What needs to be done:
Retype the entries exactly, keeping every line intact.
• • • • • • •
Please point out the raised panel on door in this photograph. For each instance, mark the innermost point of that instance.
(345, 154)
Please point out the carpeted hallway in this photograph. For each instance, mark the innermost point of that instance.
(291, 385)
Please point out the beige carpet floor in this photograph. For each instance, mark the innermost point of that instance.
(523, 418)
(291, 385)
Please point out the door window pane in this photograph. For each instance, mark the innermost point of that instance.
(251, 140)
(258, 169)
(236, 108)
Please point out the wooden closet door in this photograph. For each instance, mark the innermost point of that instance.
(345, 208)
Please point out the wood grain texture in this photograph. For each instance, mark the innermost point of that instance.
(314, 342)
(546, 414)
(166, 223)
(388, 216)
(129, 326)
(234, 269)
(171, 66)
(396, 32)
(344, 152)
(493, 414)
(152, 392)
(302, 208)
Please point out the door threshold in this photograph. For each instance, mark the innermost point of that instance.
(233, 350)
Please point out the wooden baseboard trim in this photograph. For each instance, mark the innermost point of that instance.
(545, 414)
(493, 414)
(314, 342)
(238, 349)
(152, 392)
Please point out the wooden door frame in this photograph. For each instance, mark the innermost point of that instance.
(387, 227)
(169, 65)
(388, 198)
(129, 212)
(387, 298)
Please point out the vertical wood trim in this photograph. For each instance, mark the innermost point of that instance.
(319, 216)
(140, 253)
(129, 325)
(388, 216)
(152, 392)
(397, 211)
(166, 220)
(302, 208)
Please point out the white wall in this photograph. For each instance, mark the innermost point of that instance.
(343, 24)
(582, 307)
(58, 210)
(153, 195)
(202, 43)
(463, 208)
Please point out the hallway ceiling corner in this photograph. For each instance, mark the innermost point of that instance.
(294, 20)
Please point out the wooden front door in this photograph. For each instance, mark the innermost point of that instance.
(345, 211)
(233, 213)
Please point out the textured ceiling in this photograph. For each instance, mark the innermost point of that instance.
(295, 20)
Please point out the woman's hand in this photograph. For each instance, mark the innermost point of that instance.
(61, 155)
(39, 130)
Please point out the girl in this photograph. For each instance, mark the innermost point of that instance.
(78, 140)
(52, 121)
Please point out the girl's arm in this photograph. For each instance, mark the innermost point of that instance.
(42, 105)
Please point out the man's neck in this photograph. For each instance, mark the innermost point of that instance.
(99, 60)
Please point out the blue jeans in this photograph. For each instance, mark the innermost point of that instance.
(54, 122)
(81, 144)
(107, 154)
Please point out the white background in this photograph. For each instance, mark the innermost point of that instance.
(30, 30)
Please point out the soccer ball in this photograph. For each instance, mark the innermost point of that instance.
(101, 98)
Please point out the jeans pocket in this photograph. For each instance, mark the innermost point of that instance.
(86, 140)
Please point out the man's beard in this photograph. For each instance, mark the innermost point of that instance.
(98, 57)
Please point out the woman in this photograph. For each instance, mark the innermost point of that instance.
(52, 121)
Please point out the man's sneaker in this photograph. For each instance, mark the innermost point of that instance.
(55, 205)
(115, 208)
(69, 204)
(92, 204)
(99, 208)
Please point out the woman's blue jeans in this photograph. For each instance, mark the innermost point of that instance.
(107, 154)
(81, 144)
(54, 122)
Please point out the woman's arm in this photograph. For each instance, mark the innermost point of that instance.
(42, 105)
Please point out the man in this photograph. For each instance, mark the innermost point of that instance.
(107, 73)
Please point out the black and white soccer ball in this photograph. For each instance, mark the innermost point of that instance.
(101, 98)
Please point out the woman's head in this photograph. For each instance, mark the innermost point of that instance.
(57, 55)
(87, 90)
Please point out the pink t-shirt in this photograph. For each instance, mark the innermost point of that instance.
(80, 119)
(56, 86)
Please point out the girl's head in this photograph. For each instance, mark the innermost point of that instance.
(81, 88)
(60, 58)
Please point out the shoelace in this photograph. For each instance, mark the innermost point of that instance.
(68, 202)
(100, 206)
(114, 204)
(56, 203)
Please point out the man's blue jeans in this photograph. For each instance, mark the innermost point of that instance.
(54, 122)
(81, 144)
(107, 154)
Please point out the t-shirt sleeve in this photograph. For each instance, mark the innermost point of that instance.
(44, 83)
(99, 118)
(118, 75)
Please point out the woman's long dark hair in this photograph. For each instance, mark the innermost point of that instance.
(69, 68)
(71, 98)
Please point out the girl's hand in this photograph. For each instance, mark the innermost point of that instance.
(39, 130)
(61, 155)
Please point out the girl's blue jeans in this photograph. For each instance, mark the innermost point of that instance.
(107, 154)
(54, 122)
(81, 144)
• • • • • • •
Response area:
Please point out the raised panel on door in this photograph. For each instance, mark the innermost point of that instance.
(345, 154)
Please point out the carpeted hallway in this photograph. For each instance, mark the innermost point of that instance.
(291, 385)
Please point out the beige carpet floor in this photograph. For each instance, mark the innermost point of that instance.
(523, 418)
(291, 385)
Please point out the door window pane in this photograph. For each instance, mark the innermost point of that instance.
(251, 140)
(258, 169)
(236, 108)
Please point out the wooden closet door in this photograph. For each instance, mark the innermost point of that instance.
(345, 208)
Please point out the wood grain texture in this photograph. For each instance, mark the innermost point of that instance.
(314, 342)
(546, 414)
(166, 223)
(388, 216)
(129, 326)
(234, 269)
(171, 66)
(396, 32)
(344, 152)
(493, 414)
(152, 392)
(302, 208)
Please point out the door threshold in this photograph. For each instance, mark the innermost point of that instance.
(233, 350)
Please point out the wooden baseboard trim in this photograph. For each instance, mark the innermost point of that instance.
(545, 414)
(493, 414)
(314, 342)
(238, 349)
(152, 392)
Please point out the wooden door frame in this photograph. For each instance, mark the innermost point of that instance.
(387, 227)
(169, 65)
(388, 198)
(129, 212)
(387, 298)
Please point out the vertical wood trim in this photograph. For each instance, mark the innermost point of that instance.
(319, 216)
(140, 253)
(129, 325)
(388, 216)
(152, 392)
(397, 211)
(166, 220)
(302, 208)
Please point out the white wall in this photograph. For each instance, mark the innermost point of that instance.
(343, 24)
(582, 307)
(58, 210)
(153, 195)
(202, 43)
(463, 208)
Please point out the hallway ceiling corner in this photograph. For each instance, mark the innermost point of that instance.
(294, 20)
Please point out the wooden front door in this photograph. For each instance, mark the innermost point of that instance.
(345, 211)
(233, 213)
Please point out the textured ceiling in this photograph. For each instance, mark the innermost point of that instance.
(295, 20)
Please point out the woman's hand in this photograph. For each instance, mark the innermost point of that instance.
(61, 155)
(39, 130)
Please point out the girl in this photograph. For each instance, mark the innermost point of that instance.
(78, 140)
(52, 121)
Please point out the girl's arm in this photograph. For each instance, mark the innermost point of that instance.
(42, 105)
Please point out the man's neck in this photograph. For each instance, mark the innermost point of that instance.
(99, 60)
Please point out the blue jeans in this photograph. For each instance, mark the innermost point of that instance.
(54, 122)
(81, 144)
(107, 154)
Please point out the white background in this photograph. For each instance, mark the innermost point of that instance.
(30, 30)
Please point out the soccer ball in this photograph. For each instance, mark the innermost point of that instance.
(101, 98)
Please point out the jeans pocket in this photograph. For each instance, mark the innermost point of that instance.
(86, 140)
Please point out the man's beard in this photograph. For each instance, mark the innermost point of that instance.
(98, 57)
Please point out the woman in this photograph. For each instance, mark the innermost point of that instance.
(52, 121)
Please point out the man's sneaker in this photograph. For each instance, mark the innermost point of that instance.
(55, 205)
(115, 208)
(69, 204)
(92, 204)
(99, 208)
Please point out the woman's blue jeans in this photograph. For each instance, mark the innermost point of that instance.
(107, 154)
(81, 144)
(54, 122)
Please point out the woman's arm in this photograph. For each instance, mark the innermost point of that instance.
(42, 105)
Please point out the man in this photograph. For each instance, mark the innermost point of that instance.
(107, 73)
Please point out the black and white soccer ball in this photograph. For each instance, mark the innermost point of that instance.
(101, 98)
Please point out the woman's head in this photograph. For each instance, mark the innermost point of that instance.
(57, 55)
(87, 90)
Please point out the pink t-shirt in this photograph. For each instance, mark the innermost point of that instance.
(80, 119)
(56, 86)
Please point out the girl's head in this photograph. For each instance, mark the innermost point of that instance.
(81, 88)
(60, 58)
Please point out the shoelace in this photograph. For each instance, mark the innermost point of that instance.
(68, 202)
(100, 206)
(114, 204)
(56, 203)
Please point out the man's blue jeans in this photograph. For each instance, mark the innermost point of that instance.
(54, 122)
(81, 144)
(107, 154)
Please point out the t-shirt sleeve in this photograph. For each instance, mark the innermost point of that instance.
(44, 83)
(99, 118)
(118, 75)
Please point out the woman's long dark hair in this photograph. For each instance, mark the innermost point of that instance.
(69, 68)
(71, 98)
Please point out the girl's hand in this photograph. For each instance, mark the innermost point of that instance.
(39, 130)
(61, 155)
Please point out the girl's blue jeans in this photograph. For each instance, mark the innermost point of that instance.
(107, 154)
(54, 122)
(81, 144)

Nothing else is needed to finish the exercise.